OBJECTIVE 1:
Do these statements agree with the Birmingham downtown post? Answer yes or no for each, quoting the words of the post that decide it. (a) Pale Eddie's Pour House is on the 2300 block of Second Avenue North. (b) The narrow building behind Domino's is described as two stories tall. (c) The project looks set to keep at least one of the existing structures.
OBJECTIVE 2:
Can you carry on the Birmingham downtown post, with its reader comments, from the point where it stops?

SOURCE DOCUMENT:
# # # #
Speaking of beer, approval was also granted this morning to Pale Eddie’s Pour House on the 2300 block of Second Avenue North, to extend their existing rear patio (fenced, above) almost to the alley. We welcome more outdoor space to enjoy a drink downtown, and remind ourselves that while the Westin and Regions Field are exciting, we need to keep nurturing our small, entrepreneurial businesses and places like Pale Eddie’s that help keep our city center unique. Cheers.
Such exciting times in Birmingham! Thanks for all the good info you share with us Jeremy.
Thanks for reading!
Jeremy, could you tell from the plans if they are in fact going to keep the old, tall, narrow building as part of the park. I hope you know which building I speak of. Sorry to be so vaque.
Yeah, I have that same question. Chuck is refering to the narrow 3-story building directly behind Domino’s.
Yes. Gone I’m afraid.
Unfortunately it does not look like any of the existing structures, including the cool one you mention, will be retained as part of the project.
So the artist’s rendering that we’ve been seeing for a couple of months–the one with the giant “Birmingham”–is actually the 14th Street side of the baseball park and not the 1st Ave. side? I like that it will energize 14th Street, but that seems to be a lost opportunity for awareness/branding (for the Barons and the city) from the Railroad Park side. I’m surprised that it doesn’t look more like a landmark–and, frankly, more exciting–from that vantage point.
# # # #
GIVEN MATERIAL:
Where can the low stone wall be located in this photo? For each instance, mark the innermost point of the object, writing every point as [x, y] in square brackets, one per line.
# # # #
RESPONSE 1:
(a) Yes: "Pale Eddie’s Pour House on the 2300 block of Second Avenue North"
(b) No: "the narrow 3-story building directly behind Domino’s"
(c) No: "it does not look like any of the existing structures, including the cool one you mention, will be retained as part of the project"

RESPONSE 2:
Correct. The artist’s rendering is of 14th Street, and while we’d been told originally it was “conceptual”, we were told today it is indeed “final”. The amount of attention and graphics on 14th Street does seem odd compared to 1st Ave, which almost reads as a “side” elevation…
They will return with signage for approval, at which point perhaps we’ll get more info on graphics/signage along 1st.
I was curious about the giant “Birmingham” sign as well – and whether or not it would be visible to travellers on I-65, but I’m not sure that it would be seen over the existing buildings.
That giant “Birmingham” sign on the 14th Street elevation is still there, and is actually formed by perforating the metal wall panels along that facade. Not sure if you can see it from interstate either, although that would be great if so.
In their write-up today The Birmingham News indicates there will be retail/restaurants (separate from the ice cream shop/Barons merch. store) that open inside the park during games and out to the street at other times. Was this your impression from the presentation as well? If so, it seems like those elements would help enliven the street a bit around the site.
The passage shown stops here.